# Document section
◆ ◆ ◆ ◆

American actor (1925–2009)

Robert Walter Quarry (November 3, 1925 - February 20, 2009) was an American actor, known for several prominent horror film roles.

==Life and career==
Quarry was born in Fresno, California, the son of Mable (née Shoemaker) and Paul Quarry, a doctor. His grandmother was an actress. He left school at the age of 14 to pursue a career in radio.

During World War II in November 1943, Quarry joined the United States Army, where he formed a theatrical troupe. After the war he acted again, first for RKO and then for MGM.

Quarry made various guest appearances on TV shows, including two in 1965 on Perry Mason. He appeared on an episode of The Rockford Files. He played in two episodes of The Lone Ranger. Following over two decades of working in supporting roles in film and television, Quarry had an opportunity to play starring roles in horror films, starting with Count Yorga, Vampire (1970) and its sequel The Return of Count Yorga (1971). Quarry next worked with American International Pictures. Quarry co-starred with Vincent Price in AIP's Dr. Phibes Rises Again (1972), in which he played alchemist Dr. Biederbeck pitted against Price's Phibes in a race to find the mythical elixir of eternal life. The duo would later be paired in Madhouse (1974), the last film to feature Price at AIP.

AIP had plans for Quarry to succeed Price as their main horror star, signing him to a long-term contract. Quarry did make further horror film appearances for AIP, as the hippy guru vampire Khorda in 1973's The Deathmaster, and as a gangster in the 1974 blaxploitation-zombie movie Sugar Hill but a variety of factors affected his career at the studio: the departure of AIP co-founder James H. Nicholson and business manager Paul Zimmerman, the decline in the company's fortunes that forced cheaper productions, and the subsequent degradation of popularity in old-style horror films. Quarry later returned to supporting roles and appearances in TV series. Among other roles, he appeared in one episode of The Lost Saucer (1975) and played disfigured gunrunner Commander Corliss in the Buck Rogers in the 25th Century episode "Return of the Fighting 69th" (1979).

In 1980 he was in an automobile accident, in which he was struck by a drunk driver. It resulted in serious facial injuries. He was also mugged in Hollywood shortly thereafter.

◆ ◆ ◆ ◆

# Dataset content
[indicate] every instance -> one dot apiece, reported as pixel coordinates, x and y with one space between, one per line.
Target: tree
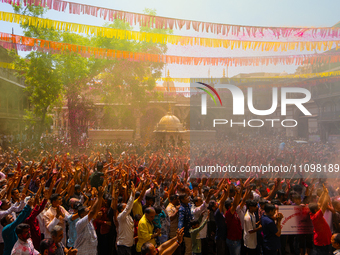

◆ ◆ ◆ ◆

# Task instructions
A) Set down the portion of the Robert Quarry article starting at "American actor (1925–2009)" and ending at "horror film roles.", word for word.
B) List every film (not TV series) named in the Robert Quarry article, along with the year the article gives for each.
C) Write what comes next in the Robert Quarry article, picking up after its final sentence.

# Results for each task
A)
American actor (1925–2009)

Robert Walter Quarry (November 3, 1925 - February 20, 2009) was an American actor, known for several prominent horror film roles.

B)
Count Yorga, Vampire (1970)
The Return of Count Yorga (1971)
Dr. Phibes Rises Again (1972)
Madhouse (1974)
The Deathmaster (1973)
Sugar Hill (1974)

C)
In 1987, Quarry returned to film with Cyclone directed by Fred Olen Ray. Quarry would be cast in over 20 of Ray's films in the remainder of his career.

==Death==
Quarry died on February 20, 2009, at the Motion Picture & Television Country House and Hospital in Woodland Hills, California, aged 83.

==Selected filmography==

- Shadow of a Doubt (1943) – Santa Rosa Teenager (uncredited)
- Soldier of Fortune (1955) – Frank Stewart – U.S. Consulate (uncredited)
- House of Bamboo (1955) – Phil (uncredited)
- A Kiss Before Dying (1956) – Dwight Powell
- Crime of Passion (1957) – Reporter
- Official Detective (1957, TV Series) – Ed Platt
- Sea Hunt (1959, TV Series) – Bill Hill
- Agent for H.A.R.M. (1966) – Borg
- Winning (1969) – Sam Jagin (uncredited)
- Colossus: The Forbin Project (1970) – Scientist (uncredited)
- Count Yorga, Vampire (1970) – Count Yorga
- WUSA (1970) – Noonan
- The Return of Count Yorga (1971) – Count Yorga
- Dr. Phibes Rises Again (1972) – Darrus Biederbeck
- The Deathmaster (1973) – Khorda
- Sugar Hill (1974) – Morgan
- The Midnight Man (1974) – Dr. Prichette
- Madhouse (1974) – Oliver Quayle
- Rollercoaster (1977) – Mayor
- Cyclone (1987) – Knowles
- Commando Squad (1987) – Milo
- Moon in Scorpio (1987) – Dr. Khorda
- Warlords (1988) – Dr. Mathers
- L.A. Bounty (1989) – Jimmy
- Beverly Hills Vamp (1989) – Father Ferraro
- Sexbomb (1989) – King Faraday
- Alienator (1990) – Doc Burnside
- Haunting Fear (1990) – 	Visconti
- Mob Boss (1990) – Dr. Jones
- Spirits (1990) – Dr. Richard Wicks
- Evil Spirits (1990) – Doctor
- Teenage Exorcist (1991) – Father McFerrin
- Evil Toons (1992) – Demon (voice, uncredited)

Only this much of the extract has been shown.